EXERCISE DESCRIPTION
The reply should hold every line of the data below, unchanged, and none of the pictures.

Point-per-instance localization data
-- Opening Marker --

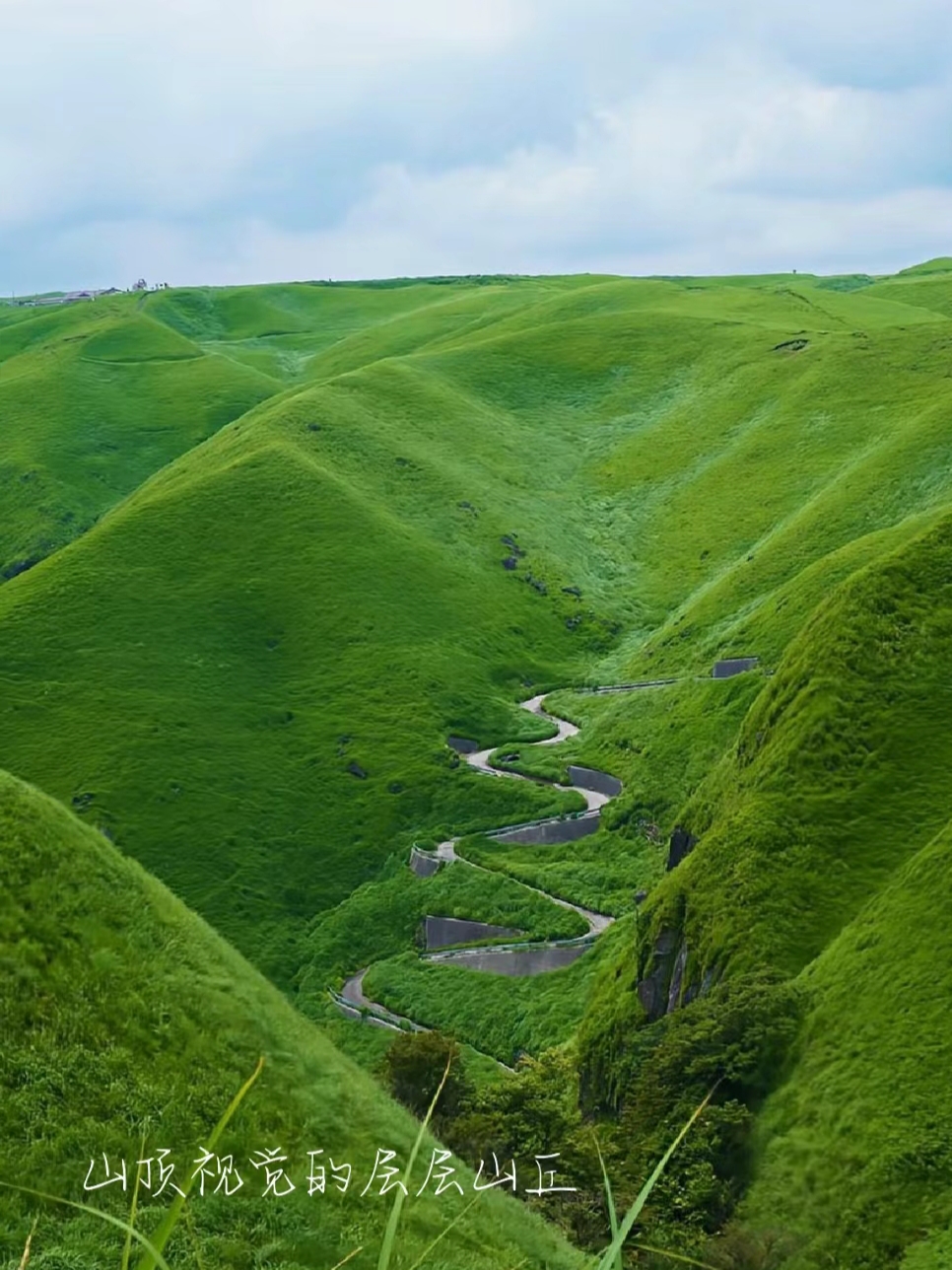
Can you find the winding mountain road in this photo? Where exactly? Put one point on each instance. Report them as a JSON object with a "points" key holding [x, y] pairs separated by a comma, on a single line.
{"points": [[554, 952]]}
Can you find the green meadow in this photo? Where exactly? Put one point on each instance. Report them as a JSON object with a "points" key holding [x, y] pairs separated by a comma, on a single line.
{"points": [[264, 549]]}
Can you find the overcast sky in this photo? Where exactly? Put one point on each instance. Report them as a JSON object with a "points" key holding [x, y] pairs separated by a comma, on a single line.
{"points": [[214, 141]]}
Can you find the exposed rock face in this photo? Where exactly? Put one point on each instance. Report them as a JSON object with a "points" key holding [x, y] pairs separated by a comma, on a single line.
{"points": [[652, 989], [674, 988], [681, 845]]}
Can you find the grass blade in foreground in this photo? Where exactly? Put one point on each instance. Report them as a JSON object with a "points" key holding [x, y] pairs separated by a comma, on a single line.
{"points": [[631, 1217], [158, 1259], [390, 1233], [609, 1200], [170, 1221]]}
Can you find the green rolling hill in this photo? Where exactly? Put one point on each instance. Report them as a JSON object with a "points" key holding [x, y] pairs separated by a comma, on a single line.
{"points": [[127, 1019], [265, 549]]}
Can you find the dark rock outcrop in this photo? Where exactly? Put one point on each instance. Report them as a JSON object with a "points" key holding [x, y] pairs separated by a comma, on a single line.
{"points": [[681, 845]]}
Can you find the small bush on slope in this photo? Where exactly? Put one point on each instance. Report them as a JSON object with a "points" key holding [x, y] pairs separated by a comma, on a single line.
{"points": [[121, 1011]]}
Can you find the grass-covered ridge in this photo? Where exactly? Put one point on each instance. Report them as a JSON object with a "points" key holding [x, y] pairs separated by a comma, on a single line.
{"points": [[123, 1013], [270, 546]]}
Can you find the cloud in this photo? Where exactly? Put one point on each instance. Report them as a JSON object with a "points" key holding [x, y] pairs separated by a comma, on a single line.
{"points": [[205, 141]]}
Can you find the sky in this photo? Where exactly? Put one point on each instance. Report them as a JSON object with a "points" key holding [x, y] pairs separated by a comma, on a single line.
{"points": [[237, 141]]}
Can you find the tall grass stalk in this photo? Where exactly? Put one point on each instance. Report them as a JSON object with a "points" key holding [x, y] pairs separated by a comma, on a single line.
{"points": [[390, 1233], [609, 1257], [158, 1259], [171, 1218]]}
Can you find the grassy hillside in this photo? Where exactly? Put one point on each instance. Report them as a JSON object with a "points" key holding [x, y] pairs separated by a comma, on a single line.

-- Closing Marker --

RESULT FOR THIS TASK
Can you find the winding mountain road in this photo? Where exactly? Put one point on each instance. Report them as a JSON object with a "points" key holding [x, y] pairs separated by a comma, on a single line.
{"points": [[554, 952]]}
Can you find the green meadow in this photo? Where exactly? Put one point on each instance. Report them as a JSON object with a "points" key holding [x, y] pairs separated by a comma, on a single line.
{"points": [[264, 549]]}
Can you find the overcast sky in this photo? Where exactly? Put one point on each instance. Report them as a JSON object with a "points" key holding [x, y] pairs separated by a comma, on a single line.
{"points": [[214, 141]]}
Can you find the exposed rock face in this photo? Where exactly? Put one point on each instance. Report them as a JSON object with a "points" key holding [x, y] pairs separated by a comma, on a single line.
{"points": [[652, 989], [674, 988], [681, 845]]}
Can you find the grass blade in foreground in this photo? Where exactly? Put one point on each instance. Report them as a JSON object with a "points" key holding [x, y] pairs separated by a comma, on a single line.
{"points": [[631, 1217], [158, 1259], [390, 1233], [609, 1200], [170, 1221]]}
Can you find the green rolling hill in this photo? Where exactly? Put one point on each instance. Report them as a JSON object with a "points" key holding [x, y] pairs separated by a comma, on a single line.
{"points": [[127, 1019], [265, 549]]}
Can you find the dark rock outcrop in this photo? Where exactly? Put one point on each instance. Report them as a JSON object with a "points" key holding [x, y] pairs separated by a comma, on a single line.
{"points": [[681, 845]]}
Can you find the small bush on slope in this photo? Where exactly? Put one point on each instance. Report them as a JSON object with a "points" key holding [x, y] pairs separated by a comma, on a single line.
{"points": [[121, 1011]]}
Can you find the grass-covered ridge in this photo? Where exactly? Put one point on each instance. Report them as a JSON object with a "points" key holding [x, y] pairs separated by a comma, on a single line.
{"points": [[123, 1013], [270, 546]]}
Can you find the cloud in this photo? Where exactly? Put one point on each instance. Report them as a JSON object with a "points" key holding [x, y] pairs separated by a comma, on a single line.
{"points": [[205, 141]]}
Can you find the sky in this photo? Where exactly? Put one point on each instance. Report them as a JSON object with a "points" key holding [x, y] pairs separated by a comma, on a single line.
{"points": [[237, 141]]}
Can you find the tall grass stalk in this photo? Where exactly? Put one point on each instance. Report them as a JSON object with a "points" key holding [x, y] pairs separated by a comma, on a single line.
{"points": [[390, 1233], [609, 1257], [158, 1259], [171, 1218]]}
Can you find the grassy hillside in this photo? Where exactly? Put one point on each instance. Report them as a JSON object with a "points" key holding [x, y] pairs separated by a comma, on a single line.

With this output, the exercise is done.